* TEXTE FOURNI *
..............................

Le 2 mars 2021, la Cour d'appel de Bamako a rejeté l'affaire, pour manque de preuves et a ordonné la libération des cinq détenus. Le 19 avril 2021, après un appel du procureur général, la Cour suprême a finalement décidé d'abandonner les poursuites.
Dans un communiqué du 8 avril 2021, l'expert indépendant des Nations Unies sur la situation des droits de l'homme au Mali, le rapporteur spécial sur la promotion et la protection du droit à la liberté d'opinion et d'expression et le rapporteur spécial sur l'indépendance des juges et des avocats ont déclaré que ces arrestations ont été « effectuées sans l’implication d’aucune autorité judiciaire et en dehors de tout cadre légal » et que le maintien en détention des accusés pourrait s'apparenter à du harcèlement judiciaire.
Le 6 mai 2021, Ras Bath a de nouveau été arrêté à son domicile et a été interrogé en raison d'une plainte pour outrage à magistrat déposée par deux syndicats de magistrats maliens. Ces plaintes découleraient des commentaires faits par Ras Bath lors d'une émission de radio, où il aurait accusé le procureur et le juge d'avoir ignoré les procédures légales et d'avoir « tordu la loi ». Il a été placé sous mandat de dépôt le 7 mai 2021. Le militant a été libéré sous caution le 15 juin 2021 et a été condamné le1er septembre 2021 à une peine de prison d'un an avec sursis et à une amende.

..............................

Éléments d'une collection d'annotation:
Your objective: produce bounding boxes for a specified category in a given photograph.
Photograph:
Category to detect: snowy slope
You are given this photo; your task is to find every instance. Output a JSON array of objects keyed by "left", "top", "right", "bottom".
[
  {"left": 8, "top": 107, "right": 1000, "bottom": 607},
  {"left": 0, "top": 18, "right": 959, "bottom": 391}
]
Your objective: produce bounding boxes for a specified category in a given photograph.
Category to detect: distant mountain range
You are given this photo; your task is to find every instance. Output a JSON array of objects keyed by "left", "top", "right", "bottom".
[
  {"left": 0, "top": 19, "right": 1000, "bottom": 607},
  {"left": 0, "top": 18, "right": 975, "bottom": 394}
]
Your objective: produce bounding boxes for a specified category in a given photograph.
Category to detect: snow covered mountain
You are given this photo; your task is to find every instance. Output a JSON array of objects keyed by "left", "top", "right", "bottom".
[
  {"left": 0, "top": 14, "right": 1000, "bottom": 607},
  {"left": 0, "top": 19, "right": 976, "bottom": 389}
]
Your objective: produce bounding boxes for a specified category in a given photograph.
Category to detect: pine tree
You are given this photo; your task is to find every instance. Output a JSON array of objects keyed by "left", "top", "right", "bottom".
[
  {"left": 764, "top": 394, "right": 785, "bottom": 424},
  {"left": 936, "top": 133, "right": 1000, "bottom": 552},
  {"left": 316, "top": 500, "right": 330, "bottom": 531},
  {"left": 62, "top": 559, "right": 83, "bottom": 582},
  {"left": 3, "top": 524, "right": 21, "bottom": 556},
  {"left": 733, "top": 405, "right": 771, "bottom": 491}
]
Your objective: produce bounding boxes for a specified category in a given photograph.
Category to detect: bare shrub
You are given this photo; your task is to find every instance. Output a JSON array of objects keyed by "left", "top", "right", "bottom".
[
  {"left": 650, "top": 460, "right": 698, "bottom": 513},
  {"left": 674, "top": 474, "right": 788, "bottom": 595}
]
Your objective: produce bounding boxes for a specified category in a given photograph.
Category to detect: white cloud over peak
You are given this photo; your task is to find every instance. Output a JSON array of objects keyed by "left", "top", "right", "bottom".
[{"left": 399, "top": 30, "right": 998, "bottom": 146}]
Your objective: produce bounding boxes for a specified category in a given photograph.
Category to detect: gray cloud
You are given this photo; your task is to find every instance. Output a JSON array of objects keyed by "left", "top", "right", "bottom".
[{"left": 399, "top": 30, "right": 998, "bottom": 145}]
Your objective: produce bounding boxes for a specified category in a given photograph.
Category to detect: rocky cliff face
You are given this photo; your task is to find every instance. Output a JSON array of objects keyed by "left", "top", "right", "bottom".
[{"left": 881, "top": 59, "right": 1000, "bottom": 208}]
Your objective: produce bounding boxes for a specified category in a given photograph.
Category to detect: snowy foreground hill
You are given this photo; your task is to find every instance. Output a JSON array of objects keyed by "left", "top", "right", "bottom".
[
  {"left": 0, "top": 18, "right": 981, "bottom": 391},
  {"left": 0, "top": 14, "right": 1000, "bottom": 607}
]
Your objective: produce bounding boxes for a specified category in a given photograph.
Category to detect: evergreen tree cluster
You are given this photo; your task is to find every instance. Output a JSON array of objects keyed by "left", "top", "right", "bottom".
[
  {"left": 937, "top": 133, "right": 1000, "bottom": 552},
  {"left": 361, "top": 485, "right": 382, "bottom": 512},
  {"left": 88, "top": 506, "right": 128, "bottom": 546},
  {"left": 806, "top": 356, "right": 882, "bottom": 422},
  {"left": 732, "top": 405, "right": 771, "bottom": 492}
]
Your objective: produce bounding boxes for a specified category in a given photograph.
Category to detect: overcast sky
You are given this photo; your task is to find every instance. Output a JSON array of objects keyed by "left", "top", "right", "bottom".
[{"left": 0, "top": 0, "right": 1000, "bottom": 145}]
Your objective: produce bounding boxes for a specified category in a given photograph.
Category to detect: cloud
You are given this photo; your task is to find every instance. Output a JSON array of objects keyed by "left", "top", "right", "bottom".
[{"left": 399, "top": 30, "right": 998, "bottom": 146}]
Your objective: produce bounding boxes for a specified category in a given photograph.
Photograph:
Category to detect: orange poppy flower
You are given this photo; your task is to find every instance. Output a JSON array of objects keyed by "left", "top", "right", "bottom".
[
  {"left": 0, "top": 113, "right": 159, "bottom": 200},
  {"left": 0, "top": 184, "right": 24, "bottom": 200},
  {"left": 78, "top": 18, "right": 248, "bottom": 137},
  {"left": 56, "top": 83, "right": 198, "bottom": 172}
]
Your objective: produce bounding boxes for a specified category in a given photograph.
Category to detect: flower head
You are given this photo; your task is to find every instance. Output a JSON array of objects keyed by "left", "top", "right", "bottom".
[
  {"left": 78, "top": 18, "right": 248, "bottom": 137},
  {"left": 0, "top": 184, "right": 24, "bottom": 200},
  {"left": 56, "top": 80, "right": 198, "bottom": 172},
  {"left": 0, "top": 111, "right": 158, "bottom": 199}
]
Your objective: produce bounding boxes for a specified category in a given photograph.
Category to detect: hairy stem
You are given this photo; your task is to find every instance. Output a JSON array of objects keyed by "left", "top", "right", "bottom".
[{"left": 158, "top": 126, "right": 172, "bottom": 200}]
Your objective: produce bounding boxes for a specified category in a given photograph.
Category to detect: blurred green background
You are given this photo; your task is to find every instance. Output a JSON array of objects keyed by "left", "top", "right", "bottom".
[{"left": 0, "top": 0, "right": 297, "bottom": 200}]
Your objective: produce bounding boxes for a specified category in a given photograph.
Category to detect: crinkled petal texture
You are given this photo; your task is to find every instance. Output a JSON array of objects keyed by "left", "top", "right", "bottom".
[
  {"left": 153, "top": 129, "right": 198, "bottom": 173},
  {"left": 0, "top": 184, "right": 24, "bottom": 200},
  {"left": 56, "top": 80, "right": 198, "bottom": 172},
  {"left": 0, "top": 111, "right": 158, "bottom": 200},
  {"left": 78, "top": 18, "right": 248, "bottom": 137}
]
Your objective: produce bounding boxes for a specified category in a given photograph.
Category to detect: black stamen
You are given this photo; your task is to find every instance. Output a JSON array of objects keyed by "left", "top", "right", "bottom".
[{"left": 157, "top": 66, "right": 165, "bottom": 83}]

..............................

* CONSIGNES *
Répondez, s'il vous plaît, aux questions suivantes à partir du texte fourni :
(a) À quelle date la Cour d'appel de Bamako a-t-elle ordonné la libération des cinq détenus ?
(b) Qui a déposé la plainte pour outrage à magistrat visant Ras Bath ?
(c) À quelle date Ras Bath a-t-il été libéré sous caution ?

* CORRIGÉ *
(a) Le 2 mars 2021.
(b) Deux syndicats de magistrats maliens.
(c) Le 15 juin 2021.